Selection -
****************************************
# "Red Flint" aquarium sand



## ramireziguy (Apr 30, 2008)

Does anybody know where to buy red flint aquarium sand http://www.redflint.com/? I checked amazon dot com and other online stores but no luck finding it. Does any LFS in the greater Boston, MA area have it?


----------



## Narwhal72 (Sep 26, 2006)

I think you are out of luck in your area.

Red flint is a mined aggregate sold mainly as landscaping and filtration material in the upper midwest. It's popular as aquarium gravel and is sold in just about every fish store in WI, MN, MI, and IL but it's too expensive and too small of a market to ship cross country so you can't find it on the east or west coasts.

Andy


----------



## ramireziguy (Apr 30, 2008)

Thanks for the reply and info.

Will aquarium sand (.45 - 55 mm) be too fine granularity wise and will cause problems with my canister filters?

Thanks,


----------



## ramireziguy (Apr 30, 2008)

Just got off the phone with a distributor and they are going to sending me a sample of the various sizes of the aquarium sand. This way I don't have to worry if the sand I select will be too small and chew up the impeller on my canister filter.
****************************************
Records provided -
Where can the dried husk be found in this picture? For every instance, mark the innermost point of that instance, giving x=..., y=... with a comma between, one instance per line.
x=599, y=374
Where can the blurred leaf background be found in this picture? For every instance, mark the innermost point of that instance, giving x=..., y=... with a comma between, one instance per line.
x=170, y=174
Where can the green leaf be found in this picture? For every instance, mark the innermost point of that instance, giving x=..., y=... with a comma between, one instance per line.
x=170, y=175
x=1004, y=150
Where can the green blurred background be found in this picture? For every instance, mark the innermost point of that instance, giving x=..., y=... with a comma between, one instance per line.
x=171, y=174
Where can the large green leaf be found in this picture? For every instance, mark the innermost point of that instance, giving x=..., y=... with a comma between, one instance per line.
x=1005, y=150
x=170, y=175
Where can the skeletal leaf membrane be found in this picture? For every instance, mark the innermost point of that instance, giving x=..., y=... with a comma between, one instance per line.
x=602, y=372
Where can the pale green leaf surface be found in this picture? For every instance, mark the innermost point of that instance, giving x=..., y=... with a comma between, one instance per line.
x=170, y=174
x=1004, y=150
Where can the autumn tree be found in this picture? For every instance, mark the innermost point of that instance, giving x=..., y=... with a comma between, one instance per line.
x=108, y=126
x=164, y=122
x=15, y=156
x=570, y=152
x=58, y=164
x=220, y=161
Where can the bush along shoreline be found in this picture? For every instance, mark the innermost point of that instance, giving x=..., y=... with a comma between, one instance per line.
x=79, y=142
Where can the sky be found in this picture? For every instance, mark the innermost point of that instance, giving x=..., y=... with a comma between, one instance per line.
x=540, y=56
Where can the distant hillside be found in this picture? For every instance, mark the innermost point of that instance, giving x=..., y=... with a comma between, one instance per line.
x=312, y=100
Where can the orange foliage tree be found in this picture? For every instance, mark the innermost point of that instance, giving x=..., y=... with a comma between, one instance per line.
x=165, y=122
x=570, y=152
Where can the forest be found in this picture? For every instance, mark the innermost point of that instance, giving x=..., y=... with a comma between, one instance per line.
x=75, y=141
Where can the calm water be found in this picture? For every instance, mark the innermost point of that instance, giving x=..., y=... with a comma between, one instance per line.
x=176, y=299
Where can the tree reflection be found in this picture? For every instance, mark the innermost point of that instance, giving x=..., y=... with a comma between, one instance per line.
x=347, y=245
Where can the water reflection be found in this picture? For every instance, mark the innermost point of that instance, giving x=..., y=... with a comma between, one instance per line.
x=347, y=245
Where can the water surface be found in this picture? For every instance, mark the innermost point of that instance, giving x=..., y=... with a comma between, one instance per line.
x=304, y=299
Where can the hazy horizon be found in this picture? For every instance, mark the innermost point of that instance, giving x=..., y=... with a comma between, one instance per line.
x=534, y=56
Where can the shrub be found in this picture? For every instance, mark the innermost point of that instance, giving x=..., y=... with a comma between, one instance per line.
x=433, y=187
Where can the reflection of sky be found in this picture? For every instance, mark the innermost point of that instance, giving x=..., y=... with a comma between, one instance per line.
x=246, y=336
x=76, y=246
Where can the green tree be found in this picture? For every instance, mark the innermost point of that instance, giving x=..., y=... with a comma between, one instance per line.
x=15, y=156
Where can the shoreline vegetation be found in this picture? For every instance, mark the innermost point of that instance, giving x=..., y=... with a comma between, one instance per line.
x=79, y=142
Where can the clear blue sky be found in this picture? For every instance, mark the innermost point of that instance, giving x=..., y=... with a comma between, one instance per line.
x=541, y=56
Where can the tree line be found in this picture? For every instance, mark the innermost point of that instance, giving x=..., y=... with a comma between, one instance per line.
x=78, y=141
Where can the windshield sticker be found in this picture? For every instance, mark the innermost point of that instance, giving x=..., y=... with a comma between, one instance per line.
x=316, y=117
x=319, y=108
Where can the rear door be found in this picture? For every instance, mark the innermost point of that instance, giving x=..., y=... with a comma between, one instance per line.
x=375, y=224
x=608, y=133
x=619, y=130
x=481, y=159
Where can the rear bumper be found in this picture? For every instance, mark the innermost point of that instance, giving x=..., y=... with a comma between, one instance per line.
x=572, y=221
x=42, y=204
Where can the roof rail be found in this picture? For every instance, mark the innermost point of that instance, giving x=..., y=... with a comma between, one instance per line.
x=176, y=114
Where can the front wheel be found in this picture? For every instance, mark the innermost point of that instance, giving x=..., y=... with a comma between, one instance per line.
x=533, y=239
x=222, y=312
****************************************
Set exercise A -
In the rows, starting at the line containing "Where can the front" and ending at the last line of the rows, swap "front wheel" for "rear wheel" and write those lines again with nothing else changed.
Set exercise B -
Write what comes next in the thread about red flint aquarium sand, picking up from its last post.

Written response A -
Where can the rear wheel be found in this picture? For every instance, mark the innermost point of that instance, giving x=..., y=... with a comma between, one instance per line.
x=533, y=239
x=222, y=312

Written response B -
----------



## Narwhal72 (Sep 26, 2006)

I use it in my tanks all the time without problem. One thing is that it does have small pieces of iron ore in it which will cling to magnetic impellers. Not really ideal for powerheads or some HOB filters but not really much of a problem with canisters.

It is also very sharp and not good for corydoras in case you have any.

Andy


----------



## BillD (May 17, 2005)

The Red Flint aquarium sand is the same grit size as their PFS. Most likely the same product in a different bag. I lucked into two bags of their 1/8" gravel a number of years ago. I really like the colour.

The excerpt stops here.